→ **Task directions**
Pick up the forum thread about finding a company like Footbridge and write the next part.

:: Passage provided ::

# other than footbridge???



## richmondpainting (Feb 24, 2012)

Anyone know of any companies similar to footbridge that does the same kind of deal? 

I also have a roofing company but my area is taken bye another contractor and Aaron won't work with me on the roofing end......


----------



## RCP (Apr 18, 2007)

There are very few construction specific providers, check out Darren Slaughter.


----------



## richmondpainting (Feb 24, 2012)

I requested information from Darren slaughter....I didn't see much on pricing or results or sites he has done in the past.....it sucks I can't work with footbridge my painting site is doing awesome and its not even summer yet... bet it would of done wonders for roofing...


----------



## DarrenSlaughter (Jul 16, 2010)

richmondpainting said:


> I requested information from Darren slaughter....I didn't see much on pricing or results or sites he has done in the past.....it sucks I can't work with footbridge my painting site is doing awesome and its not even summer yet... bet it would of done wonders for roofing...

:::
:: Given entries ::

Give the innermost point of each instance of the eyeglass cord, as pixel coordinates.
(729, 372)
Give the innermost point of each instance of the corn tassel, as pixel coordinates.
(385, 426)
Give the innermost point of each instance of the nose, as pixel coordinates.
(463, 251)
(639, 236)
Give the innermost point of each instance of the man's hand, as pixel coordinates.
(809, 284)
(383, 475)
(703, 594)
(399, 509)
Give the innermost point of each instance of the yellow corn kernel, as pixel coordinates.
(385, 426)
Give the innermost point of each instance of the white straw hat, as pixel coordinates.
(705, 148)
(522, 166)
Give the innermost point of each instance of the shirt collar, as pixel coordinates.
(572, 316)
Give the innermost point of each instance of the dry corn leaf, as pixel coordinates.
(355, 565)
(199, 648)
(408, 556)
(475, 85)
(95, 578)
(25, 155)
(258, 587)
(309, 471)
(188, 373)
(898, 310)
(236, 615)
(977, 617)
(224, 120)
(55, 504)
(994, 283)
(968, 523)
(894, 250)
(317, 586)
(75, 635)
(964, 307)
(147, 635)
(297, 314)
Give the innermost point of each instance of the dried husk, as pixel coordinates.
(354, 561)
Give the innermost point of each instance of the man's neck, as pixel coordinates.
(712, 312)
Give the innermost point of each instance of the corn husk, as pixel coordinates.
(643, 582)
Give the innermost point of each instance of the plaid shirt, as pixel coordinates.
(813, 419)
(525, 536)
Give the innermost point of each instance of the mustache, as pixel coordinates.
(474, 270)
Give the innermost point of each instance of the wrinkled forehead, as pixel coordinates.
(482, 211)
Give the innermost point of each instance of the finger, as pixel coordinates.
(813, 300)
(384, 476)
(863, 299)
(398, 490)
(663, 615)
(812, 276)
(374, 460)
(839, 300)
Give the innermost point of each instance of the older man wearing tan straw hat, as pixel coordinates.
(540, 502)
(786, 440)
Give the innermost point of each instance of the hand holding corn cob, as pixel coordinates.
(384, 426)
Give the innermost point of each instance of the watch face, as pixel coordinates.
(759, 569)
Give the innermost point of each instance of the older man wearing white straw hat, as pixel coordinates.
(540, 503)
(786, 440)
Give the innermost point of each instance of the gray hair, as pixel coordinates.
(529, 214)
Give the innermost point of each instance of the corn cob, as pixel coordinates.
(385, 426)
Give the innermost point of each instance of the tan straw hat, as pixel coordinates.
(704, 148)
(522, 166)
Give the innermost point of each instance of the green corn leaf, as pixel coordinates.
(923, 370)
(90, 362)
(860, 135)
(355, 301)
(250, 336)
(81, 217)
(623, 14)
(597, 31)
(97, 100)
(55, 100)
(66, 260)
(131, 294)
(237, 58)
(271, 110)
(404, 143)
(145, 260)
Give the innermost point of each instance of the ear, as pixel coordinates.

:::

→ **Task output**
Matt...I got your email last night at midnight, didn't want to call you at 6am your time. There is a gallery page on my site with like the last 20 sites we have done.

Here is the gallery page: http://darrenslaughter.com/gallery/


----------



## richmondpainting (Feb 24, 2012)

DarrenSlaughter said:


> Matt...I got your email last night at midnight, didn't want to call you at 6am your time. There is a gallery page on my site with like the last 20 sites we have done.
> 
> Here is the gallery page: http://darrenslaughter.com/gallery/


i will call later today


----------



## Rick the painter (Mar 30, 2009)

I live in a small town,18k people.Tried FB for two years.I received 29 emails for quotes.Most didn't qualify a look,only got a couple of small jobs from it.I will admit I didn't monitor it,or try to improve it,either.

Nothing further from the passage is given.